**WORK INSTRUCTIONS**. Beginning with the line containing "You are given a photograph. Locate the weathered" and ending with the last line, repeat the records exactly.

**PROVIDED ENTRIES**.
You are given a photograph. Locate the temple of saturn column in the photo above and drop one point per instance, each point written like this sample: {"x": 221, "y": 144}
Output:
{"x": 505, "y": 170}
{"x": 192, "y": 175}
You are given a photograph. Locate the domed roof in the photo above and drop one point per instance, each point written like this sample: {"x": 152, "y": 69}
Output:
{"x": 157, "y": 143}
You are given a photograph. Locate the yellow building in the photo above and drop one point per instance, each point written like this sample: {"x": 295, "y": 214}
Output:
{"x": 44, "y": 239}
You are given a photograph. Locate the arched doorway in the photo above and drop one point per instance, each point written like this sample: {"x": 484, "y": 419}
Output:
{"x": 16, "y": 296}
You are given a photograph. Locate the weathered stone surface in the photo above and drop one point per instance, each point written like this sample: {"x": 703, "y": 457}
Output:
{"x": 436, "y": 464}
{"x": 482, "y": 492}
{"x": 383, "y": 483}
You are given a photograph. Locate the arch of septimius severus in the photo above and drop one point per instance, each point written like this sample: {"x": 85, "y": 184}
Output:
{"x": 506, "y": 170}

**RESULT FOR THIS EXERCISE**.
You are given a photograph. Locate the weathered stone surface in the photo above and drop one point per instance, each point written like this sample: {"x": 703, "y": 457}
Output:
{"x": 436, "y": 464}
{"x": 482, "y": 492}
{"x": 383, "y": 483}
You are given a photograph. Locate the arch of septimius severus in the photo above and drop one point per instance, each point written like this sample: {"x": 85, "y": 184}
Output:
{"x": 506, "y": 170}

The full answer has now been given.